Count the lines in the entries below that contain the word "table", and reply with that number alone.

Provided data:
......
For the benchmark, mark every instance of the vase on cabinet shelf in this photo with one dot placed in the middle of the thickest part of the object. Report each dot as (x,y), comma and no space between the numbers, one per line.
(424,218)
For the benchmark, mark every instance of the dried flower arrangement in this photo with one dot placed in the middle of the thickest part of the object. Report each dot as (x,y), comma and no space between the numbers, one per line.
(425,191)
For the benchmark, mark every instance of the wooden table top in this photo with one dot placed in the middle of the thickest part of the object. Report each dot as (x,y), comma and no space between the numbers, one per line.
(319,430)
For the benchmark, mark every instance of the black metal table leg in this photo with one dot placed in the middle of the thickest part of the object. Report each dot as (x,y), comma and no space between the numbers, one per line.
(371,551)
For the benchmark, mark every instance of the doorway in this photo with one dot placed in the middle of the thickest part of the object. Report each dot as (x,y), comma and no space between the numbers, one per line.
......
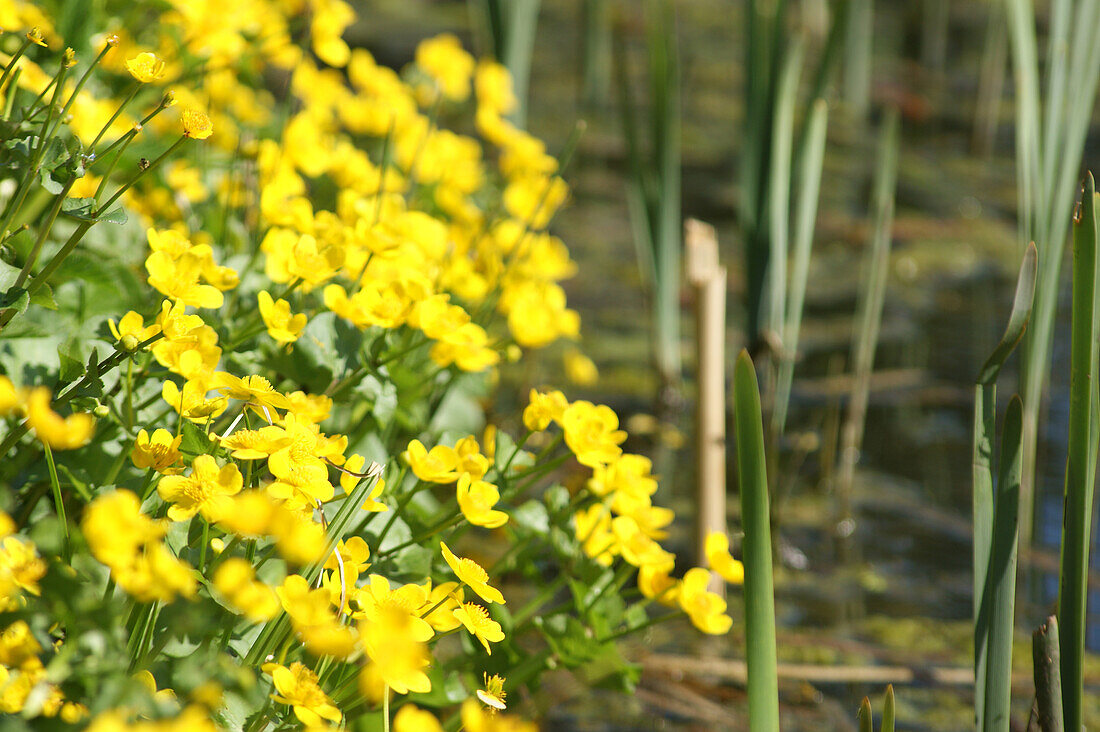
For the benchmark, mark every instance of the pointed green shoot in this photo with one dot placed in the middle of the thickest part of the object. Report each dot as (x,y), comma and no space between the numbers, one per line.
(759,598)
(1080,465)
......
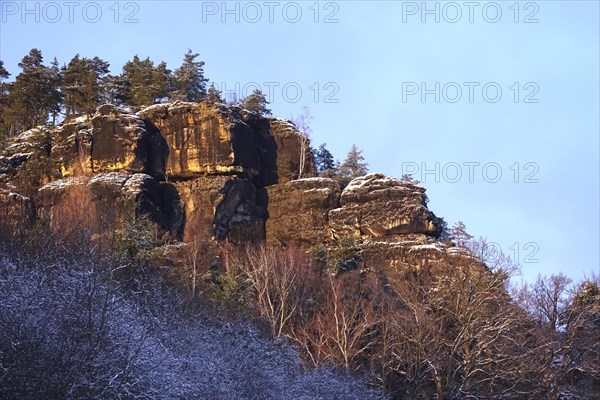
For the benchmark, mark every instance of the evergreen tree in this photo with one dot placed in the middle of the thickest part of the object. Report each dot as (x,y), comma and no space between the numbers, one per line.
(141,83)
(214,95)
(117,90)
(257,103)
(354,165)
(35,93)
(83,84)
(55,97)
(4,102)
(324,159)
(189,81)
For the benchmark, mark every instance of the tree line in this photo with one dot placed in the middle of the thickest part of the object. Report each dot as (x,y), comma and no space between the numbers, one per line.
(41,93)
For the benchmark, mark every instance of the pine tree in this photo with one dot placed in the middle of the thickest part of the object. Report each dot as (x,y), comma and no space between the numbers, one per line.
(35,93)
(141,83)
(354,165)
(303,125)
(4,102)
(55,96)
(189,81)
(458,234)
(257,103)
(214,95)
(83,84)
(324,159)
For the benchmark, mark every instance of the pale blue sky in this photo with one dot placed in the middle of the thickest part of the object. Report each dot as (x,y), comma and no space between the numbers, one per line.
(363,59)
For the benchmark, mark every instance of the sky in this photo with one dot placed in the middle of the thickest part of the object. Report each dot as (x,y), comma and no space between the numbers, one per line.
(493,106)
......
Complete answer:
2